_TASK REQUIREMENTS_.
• 1. In the petroleum-system text, what marks Zone II?
• 2. Go on with the petroleum-system text, picking up after its last sentence.

_DOCUMENT TEXT_.
The spatial distinction between Zone I and Zone II, as presented in
Figure 9, captures the functional variability of petroleum system elements across the basin. Zone I exhibits a coherent alignment of mature source rocks, effective migration pathways, and confirmed traps, while Zone II is marked by discontinuous flow paths and compromised sealing. This dichotomy reflects differing probabilities of geological success, consistent with established system-based risk zoning approaches.
The interplay of structural segmentation and stratigraphic evolution ultimately shaped the performance and diversity of petroleum systems across the basin.
4.7. Uncertainty and Interpretive Limitations
Petroleum system interpretation across the SSB is critically constrained by uneven subsurface data coverage. Robust assessments are currently limited to a few structurally favorable areas with both seismic and well control, namely, the southeastern Kokpansor Trough, northwestern Moiynkum Trough, central Talas Uplift, and Lower Shu Uplift, where source rock maturity, migration pathways, and trap integrity can be empirically validated.

_DATA_.
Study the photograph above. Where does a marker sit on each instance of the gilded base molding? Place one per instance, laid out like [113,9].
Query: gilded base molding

_EXPECTED OUTPUTS_.
• 1. Discontinuous flow paths and compromised sealing.

• 2.
In contrast, large portions of the basin remain effectively unexplored. The Tasbulak Trough, southern and eastern Moiynkum, northern Kokpansor, Sozak–Baikadam and Zhezkazgan troughs, as well as the Tasty, Sarysu, and Bugudzhil uplifts, lack high-resolution seismic imaging and/or essential well data. Interpretations in these areas are necessarily based on regional extrapolation and analog-derived assumptions, rendering conclusions tentative. Functional attributes such as maturity gradients, migration pathways, and trap configurations are inferred, not observed.
Diagenetic evolution was not explicitly incorporated into the present spatial classification or success probability mapping due to the absence of basin-wide petrographic or mineralogical data. While its significance is recognized, especially in controlling porosity, permeability, and seal integrity, the current resolution of available lithological and geochemical datasets does not support confident delineation of diagenetic facies. As such, the impact of diagenetic overprint remains a source of interpretive uncertainty in reservoir quality and migration modeling.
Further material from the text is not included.